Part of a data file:
-=-=-=-=-
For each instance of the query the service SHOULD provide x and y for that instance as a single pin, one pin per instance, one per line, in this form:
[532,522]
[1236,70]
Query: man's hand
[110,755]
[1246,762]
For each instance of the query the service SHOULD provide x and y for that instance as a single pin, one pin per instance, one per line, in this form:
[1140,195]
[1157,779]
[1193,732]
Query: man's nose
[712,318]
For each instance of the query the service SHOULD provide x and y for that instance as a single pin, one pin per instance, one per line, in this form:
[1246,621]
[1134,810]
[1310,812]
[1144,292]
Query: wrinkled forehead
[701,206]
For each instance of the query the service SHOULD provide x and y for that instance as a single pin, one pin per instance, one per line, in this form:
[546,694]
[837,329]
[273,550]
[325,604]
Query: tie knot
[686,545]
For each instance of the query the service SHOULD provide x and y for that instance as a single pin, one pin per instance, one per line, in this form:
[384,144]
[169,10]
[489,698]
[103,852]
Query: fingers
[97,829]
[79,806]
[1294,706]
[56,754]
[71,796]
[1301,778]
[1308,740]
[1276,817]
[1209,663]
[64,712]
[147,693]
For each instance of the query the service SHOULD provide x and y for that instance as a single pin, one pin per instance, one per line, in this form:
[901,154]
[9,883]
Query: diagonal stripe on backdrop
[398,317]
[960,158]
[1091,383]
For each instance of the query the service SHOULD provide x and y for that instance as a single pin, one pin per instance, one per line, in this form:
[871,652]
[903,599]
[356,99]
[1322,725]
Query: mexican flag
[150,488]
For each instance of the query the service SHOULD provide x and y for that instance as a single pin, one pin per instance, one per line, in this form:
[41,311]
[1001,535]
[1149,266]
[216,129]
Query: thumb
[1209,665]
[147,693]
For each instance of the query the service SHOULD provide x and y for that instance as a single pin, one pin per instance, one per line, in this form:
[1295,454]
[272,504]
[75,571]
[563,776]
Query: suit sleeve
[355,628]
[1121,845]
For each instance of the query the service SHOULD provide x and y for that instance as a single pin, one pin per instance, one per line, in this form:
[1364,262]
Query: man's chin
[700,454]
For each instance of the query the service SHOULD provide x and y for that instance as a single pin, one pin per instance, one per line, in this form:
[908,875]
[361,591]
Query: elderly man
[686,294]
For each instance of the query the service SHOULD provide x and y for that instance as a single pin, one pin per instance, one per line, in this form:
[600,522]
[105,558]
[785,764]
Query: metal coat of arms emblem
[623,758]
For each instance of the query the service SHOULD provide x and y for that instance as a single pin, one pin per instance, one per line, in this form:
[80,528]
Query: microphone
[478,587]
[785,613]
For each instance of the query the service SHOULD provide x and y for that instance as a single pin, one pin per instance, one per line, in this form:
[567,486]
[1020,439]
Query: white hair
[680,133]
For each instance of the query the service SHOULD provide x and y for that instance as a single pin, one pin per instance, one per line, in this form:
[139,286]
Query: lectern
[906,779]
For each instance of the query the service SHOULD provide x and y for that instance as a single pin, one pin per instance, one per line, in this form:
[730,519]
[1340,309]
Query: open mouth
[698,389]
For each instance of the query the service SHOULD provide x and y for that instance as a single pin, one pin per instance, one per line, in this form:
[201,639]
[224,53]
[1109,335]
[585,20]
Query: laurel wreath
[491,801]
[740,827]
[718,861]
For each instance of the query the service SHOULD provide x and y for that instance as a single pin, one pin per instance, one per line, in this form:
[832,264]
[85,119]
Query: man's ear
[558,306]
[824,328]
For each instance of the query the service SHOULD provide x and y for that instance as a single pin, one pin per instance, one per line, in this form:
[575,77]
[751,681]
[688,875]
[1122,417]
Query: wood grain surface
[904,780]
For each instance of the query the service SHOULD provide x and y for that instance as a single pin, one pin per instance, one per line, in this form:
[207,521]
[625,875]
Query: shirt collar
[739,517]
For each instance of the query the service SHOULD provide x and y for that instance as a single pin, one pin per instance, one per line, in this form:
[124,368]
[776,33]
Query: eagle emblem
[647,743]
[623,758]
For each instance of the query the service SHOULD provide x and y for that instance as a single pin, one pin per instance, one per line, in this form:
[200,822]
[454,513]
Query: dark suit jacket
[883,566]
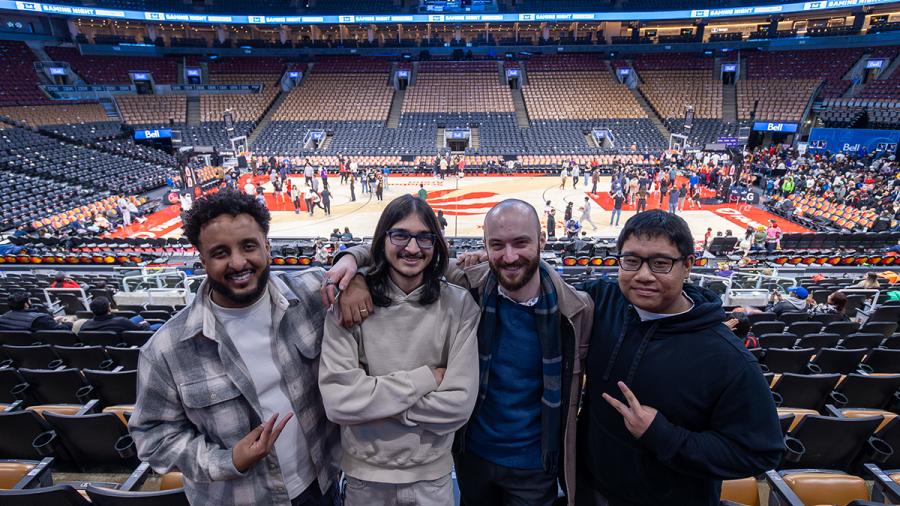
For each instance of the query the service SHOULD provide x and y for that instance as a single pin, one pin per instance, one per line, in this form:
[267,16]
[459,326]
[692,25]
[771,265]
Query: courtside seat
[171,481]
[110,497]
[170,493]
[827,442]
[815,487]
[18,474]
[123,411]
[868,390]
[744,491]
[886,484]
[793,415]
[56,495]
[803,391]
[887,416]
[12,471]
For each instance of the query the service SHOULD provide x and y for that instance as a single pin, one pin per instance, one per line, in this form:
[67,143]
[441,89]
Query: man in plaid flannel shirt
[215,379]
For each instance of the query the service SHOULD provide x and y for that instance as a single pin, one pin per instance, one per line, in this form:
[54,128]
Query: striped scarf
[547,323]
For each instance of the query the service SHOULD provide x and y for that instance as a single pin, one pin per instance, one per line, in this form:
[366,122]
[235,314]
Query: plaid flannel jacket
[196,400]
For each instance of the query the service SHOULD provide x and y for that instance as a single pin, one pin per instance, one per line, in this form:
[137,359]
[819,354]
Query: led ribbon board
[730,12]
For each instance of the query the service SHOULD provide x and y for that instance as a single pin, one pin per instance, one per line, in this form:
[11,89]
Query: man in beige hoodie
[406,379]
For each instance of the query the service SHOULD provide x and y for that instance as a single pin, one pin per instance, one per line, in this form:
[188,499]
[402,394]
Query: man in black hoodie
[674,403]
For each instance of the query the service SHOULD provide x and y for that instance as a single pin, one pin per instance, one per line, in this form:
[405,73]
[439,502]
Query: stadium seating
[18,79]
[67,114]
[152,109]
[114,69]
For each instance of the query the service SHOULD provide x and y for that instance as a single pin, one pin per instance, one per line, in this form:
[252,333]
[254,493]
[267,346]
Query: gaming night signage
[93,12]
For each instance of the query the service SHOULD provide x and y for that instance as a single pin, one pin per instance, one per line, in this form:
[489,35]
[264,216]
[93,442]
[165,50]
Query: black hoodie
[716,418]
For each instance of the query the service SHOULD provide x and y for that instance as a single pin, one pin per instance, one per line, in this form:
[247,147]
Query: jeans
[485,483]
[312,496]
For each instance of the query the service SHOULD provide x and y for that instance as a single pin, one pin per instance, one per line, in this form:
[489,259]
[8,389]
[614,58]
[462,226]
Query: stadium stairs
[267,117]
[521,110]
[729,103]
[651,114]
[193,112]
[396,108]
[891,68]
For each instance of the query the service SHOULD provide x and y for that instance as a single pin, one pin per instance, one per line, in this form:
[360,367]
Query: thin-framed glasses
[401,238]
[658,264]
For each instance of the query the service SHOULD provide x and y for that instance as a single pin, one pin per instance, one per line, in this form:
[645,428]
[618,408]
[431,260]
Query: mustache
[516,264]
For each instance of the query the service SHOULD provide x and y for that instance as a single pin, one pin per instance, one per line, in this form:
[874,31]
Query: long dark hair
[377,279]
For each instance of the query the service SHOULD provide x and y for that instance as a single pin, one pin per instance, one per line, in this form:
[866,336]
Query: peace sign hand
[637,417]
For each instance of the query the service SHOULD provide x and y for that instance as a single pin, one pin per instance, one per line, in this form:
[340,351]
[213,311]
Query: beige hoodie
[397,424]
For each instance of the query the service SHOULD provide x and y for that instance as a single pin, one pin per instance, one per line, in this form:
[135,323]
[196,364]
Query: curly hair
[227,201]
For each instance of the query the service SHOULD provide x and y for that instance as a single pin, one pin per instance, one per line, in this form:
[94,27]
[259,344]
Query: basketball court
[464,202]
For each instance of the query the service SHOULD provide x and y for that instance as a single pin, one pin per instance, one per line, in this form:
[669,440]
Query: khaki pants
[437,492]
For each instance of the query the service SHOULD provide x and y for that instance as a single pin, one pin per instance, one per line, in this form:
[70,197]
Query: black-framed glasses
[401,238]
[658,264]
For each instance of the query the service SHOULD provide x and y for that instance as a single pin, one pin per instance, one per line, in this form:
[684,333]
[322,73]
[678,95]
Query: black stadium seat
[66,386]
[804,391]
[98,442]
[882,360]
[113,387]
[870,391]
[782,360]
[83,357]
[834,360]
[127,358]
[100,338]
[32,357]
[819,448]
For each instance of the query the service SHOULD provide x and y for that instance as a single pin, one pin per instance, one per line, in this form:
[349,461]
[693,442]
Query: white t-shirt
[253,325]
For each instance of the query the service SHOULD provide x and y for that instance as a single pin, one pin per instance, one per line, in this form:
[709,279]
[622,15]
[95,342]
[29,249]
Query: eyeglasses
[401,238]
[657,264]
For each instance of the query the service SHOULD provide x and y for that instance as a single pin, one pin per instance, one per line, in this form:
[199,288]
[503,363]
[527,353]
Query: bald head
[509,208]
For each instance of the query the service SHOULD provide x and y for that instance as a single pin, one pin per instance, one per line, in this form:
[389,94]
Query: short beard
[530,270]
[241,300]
-=-=-=-=-
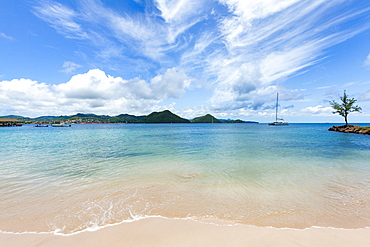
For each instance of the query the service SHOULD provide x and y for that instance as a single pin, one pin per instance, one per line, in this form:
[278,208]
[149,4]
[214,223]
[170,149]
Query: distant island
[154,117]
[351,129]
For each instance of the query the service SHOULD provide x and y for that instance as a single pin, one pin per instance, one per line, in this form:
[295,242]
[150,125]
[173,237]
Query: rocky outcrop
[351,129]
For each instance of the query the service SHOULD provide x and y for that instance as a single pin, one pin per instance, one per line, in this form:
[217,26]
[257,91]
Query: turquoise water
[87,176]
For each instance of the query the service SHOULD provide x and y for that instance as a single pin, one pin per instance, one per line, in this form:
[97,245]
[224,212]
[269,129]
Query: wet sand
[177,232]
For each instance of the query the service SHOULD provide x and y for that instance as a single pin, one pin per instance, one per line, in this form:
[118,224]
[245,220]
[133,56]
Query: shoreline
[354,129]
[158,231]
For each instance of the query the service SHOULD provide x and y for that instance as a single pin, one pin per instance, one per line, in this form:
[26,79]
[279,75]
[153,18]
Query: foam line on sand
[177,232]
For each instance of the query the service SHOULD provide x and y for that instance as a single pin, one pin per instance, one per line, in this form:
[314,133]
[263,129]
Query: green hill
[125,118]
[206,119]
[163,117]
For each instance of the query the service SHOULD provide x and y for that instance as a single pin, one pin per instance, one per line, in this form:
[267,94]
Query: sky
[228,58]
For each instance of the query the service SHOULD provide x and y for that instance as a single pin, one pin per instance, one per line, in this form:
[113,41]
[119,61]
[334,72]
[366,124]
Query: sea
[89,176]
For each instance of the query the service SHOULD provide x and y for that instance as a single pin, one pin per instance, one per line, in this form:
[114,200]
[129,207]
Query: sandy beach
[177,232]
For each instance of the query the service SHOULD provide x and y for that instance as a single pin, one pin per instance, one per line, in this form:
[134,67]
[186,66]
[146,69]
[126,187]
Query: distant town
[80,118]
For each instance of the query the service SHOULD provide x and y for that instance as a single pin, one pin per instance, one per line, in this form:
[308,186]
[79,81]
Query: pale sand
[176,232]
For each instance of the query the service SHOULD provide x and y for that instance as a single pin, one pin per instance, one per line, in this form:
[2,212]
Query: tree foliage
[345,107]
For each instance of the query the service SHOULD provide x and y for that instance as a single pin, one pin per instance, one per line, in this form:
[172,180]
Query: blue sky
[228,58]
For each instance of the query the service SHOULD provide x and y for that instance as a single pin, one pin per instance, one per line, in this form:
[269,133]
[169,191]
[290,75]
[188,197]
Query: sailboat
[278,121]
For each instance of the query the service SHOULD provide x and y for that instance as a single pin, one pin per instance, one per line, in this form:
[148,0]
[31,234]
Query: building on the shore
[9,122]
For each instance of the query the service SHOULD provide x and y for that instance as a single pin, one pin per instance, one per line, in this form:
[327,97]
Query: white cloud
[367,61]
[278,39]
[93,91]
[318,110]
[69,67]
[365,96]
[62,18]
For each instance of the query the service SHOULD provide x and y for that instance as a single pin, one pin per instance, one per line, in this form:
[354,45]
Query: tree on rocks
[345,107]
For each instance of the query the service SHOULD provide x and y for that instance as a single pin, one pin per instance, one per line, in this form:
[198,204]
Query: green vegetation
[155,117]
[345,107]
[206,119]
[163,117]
-=-=-=-=-
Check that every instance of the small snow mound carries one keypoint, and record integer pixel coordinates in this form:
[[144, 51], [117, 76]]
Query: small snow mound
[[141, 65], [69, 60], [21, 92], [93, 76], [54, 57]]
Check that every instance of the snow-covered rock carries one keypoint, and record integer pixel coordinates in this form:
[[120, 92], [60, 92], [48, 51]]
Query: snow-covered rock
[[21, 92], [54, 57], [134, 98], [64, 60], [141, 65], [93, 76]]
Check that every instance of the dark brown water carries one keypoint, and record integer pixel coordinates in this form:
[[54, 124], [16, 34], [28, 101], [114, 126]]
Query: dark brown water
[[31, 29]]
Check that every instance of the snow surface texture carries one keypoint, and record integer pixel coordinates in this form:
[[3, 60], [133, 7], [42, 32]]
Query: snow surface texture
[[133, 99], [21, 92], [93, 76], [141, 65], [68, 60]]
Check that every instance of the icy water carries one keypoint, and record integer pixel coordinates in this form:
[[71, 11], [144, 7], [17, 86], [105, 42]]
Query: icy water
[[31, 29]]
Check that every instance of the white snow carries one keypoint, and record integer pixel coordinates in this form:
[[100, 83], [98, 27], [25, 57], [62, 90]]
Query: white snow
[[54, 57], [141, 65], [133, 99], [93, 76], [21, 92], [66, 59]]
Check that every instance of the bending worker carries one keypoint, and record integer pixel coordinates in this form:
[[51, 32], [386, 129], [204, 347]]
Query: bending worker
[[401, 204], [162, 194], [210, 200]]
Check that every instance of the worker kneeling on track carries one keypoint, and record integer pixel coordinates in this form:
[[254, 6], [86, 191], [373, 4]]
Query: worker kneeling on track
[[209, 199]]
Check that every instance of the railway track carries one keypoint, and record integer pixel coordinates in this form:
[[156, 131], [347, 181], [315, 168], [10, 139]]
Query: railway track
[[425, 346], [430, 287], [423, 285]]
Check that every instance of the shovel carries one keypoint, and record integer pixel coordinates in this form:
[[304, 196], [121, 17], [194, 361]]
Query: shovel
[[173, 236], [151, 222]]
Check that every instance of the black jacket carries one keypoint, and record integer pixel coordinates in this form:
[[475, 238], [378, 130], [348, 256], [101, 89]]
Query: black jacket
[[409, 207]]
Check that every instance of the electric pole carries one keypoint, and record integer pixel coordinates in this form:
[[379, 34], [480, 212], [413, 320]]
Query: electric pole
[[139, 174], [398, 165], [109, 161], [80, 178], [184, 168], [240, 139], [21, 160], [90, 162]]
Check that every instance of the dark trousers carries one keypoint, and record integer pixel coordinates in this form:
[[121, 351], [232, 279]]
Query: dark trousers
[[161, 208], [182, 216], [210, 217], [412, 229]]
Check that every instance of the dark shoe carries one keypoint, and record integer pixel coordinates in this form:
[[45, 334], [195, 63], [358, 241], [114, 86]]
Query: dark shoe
-=-=-=-=-
Task to carry out: How many lines in the items above contain the string "hair", where case counts? Give only the number.

Completed task: 3